*** Opening Extracted entries ***

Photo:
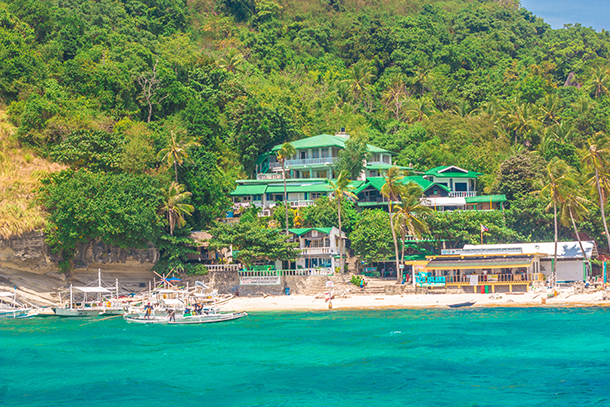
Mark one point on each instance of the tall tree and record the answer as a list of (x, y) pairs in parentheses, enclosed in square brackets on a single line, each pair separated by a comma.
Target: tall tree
[(597, 161), (555, 188), (409, 215), (286, 151), (574, 208), (341, 189), (173, 206), (176, 151), (392, 190)]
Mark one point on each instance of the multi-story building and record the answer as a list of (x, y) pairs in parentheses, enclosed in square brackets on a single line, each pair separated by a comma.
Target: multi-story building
[(315, 162)]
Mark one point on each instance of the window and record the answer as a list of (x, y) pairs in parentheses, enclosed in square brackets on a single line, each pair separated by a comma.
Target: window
[(461, 186)]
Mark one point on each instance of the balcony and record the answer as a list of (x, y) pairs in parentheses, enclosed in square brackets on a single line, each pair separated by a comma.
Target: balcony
[(305, 161), (278, 175), (315, 250), (462, 194)]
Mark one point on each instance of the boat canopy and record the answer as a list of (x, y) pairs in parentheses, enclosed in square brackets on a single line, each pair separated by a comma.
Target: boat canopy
[(93, 290)]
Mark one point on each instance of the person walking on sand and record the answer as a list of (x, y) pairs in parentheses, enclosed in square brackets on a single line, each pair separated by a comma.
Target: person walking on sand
[(148, 311)]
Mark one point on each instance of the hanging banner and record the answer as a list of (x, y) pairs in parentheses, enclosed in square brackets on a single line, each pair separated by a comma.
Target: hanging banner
[(260, 280)]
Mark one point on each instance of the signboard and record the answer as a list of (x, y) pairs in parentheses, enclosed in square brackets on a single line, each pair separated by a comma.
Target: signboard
[(260, 280)]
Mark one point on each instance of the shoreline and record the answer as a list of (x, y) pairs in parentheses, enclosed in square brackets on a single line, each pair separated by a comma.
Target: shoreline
[(377, 302)]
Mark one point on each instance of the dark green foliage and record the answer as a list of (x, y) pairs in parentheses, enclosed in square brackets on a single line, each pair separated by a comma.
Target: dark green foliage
[(119, 209), (90, 149), (205, 180), (517, 175)]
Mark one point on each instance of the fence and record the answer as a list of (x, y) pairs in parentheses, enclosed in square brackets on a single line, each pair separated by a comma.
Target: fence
[(291, 272)]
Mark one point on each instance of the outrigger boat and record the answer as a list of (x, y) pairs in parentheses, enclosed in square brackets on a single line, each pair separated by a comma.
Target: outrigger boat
[(462, 304), (105, 304), (208, 315), (10, 308)]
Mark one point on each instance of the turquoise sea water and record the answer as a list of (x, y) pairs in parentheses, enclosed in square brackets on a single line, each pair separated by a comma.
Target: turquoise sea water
[(472, 357)]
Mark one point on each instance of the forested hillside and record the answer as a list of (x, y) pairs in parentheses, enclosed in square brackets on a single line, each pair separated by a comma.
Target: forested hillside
[(113, 91)]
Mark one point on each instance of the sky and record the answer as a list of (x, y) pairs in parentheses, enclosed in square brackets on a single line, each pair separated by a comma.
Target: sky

*** Closing Extracted entries ***

To do — For each entry, copy the text exactly and leave out any image it carries.

Response —
Photo:
Mark one point on each instance of the tall tree and record the answer as a list of (x, y) pairs in parentheses, enclosed in square brackets on a single line, each pair separated by a comma.
Target: tall tree
[(597, 161), (555, 188), (409, 215), (286, 151), (574, 208), (341, 189), (173, 206), (176, 151), (392, 190)]
Mark one point on each instance of the multi-story building and record the answer as a list of (x, y) pairs in parentheses, enclosed in square brackets on a single line, each pair separated by a comma.
Target: multi-story building
[(315, 162)]
Mark one point on each instance of the window and record the answer as a list of (x, y) pairs in parentheses, enclosed in square brackets on a single line, each pair separated by a comma.
Target: window
[(461, 186)]
Mark one point on each instance of the balcony and record the answer as a list of (x, y) pairs in parentheses, enclosed in square brackets on a single line, each pair separated by a comma.
Target: balcony
[(305, 161), (278, 175), (315, 250), (462, 194)]
Mark one point on each instance of the boat canopy and record the answer as a list of (x, y) pairs in parentheses, enclosed in square brackets on a single line, each pair separated by a comma.
Target: boat canopy
[(93, 290)]
Mark one point on each instance of the person walking on sand and record the answer as a list of (x, y) pairs in parentheses, enclosed in square brackets on a single line, each pair separated by a comma.
Target: person walking on sand
[(148, 311)]
Mark one point on each instance of the hanging banner and record the answer as a list of (x, y) pairs in parentheses, enclosed in square brackets on a single line, each pair separated by a comma.
Target: hanging banner
[(260, 280)]
Mark one point on each instance of the signboard and record the answer as a list of (x, y) pairs in parentheses, enclosed in square brackets on a single line, each pair separated by a comma.
Target: signboard
[(260, 280)]
Mark one point on each instance of the shoreline and record the answer as a list of (x, y) pairs in parentheses, enclosed in square brackets on a single line, each pair separated by a comma.
Target: shoreline
[(377, 302)]
Mark one point on each instance of the dark green foliage and record the answer as a list of (x, y) pairs in parentheses, enclosed in square brackets on a single line, each pair separated by a comma.
Target: dark green foliage
[(119, 209), (90, 149), (205, 180), (517, 175)]
Mark one point on each instance of the fence and record the answer as a list of (x, y) pairs in parentheses, enclosed in square brackets on a single line, each pair separated by a comma.
Target: fence
[(291, 272)]
Mark one point on each instance of the outrigger boat and record the answer as a list of (x, y) pairs in parentheses, enclosed in square brackets on a single line, each pair separated by a comma.
Target: outrigger boat
[(462, 304), (105, 304), (208, 315), (10, 308)]
Mark one point on each instance of the turquoise sea water and record the answer as a list of (x, y) pairs in parentheses, enclosed in square brackets on a single line, each pair separated by a comma.
Target: turquoise sea water
[(472, 357)]
Mark one point on each instance of the forested hillside and record the answer as a list of (x, y) pairs in parentheses, enclosed in square brackets on a single line, each pair separated by a comma.
Target: forested hillside
[(113, 91)]
Mark one point on each instance of the sky and record the answer as a list of (x, y) pairs in parentheses, enclosed in square brackets on a single line, each pair separated by a comma.
Target: sky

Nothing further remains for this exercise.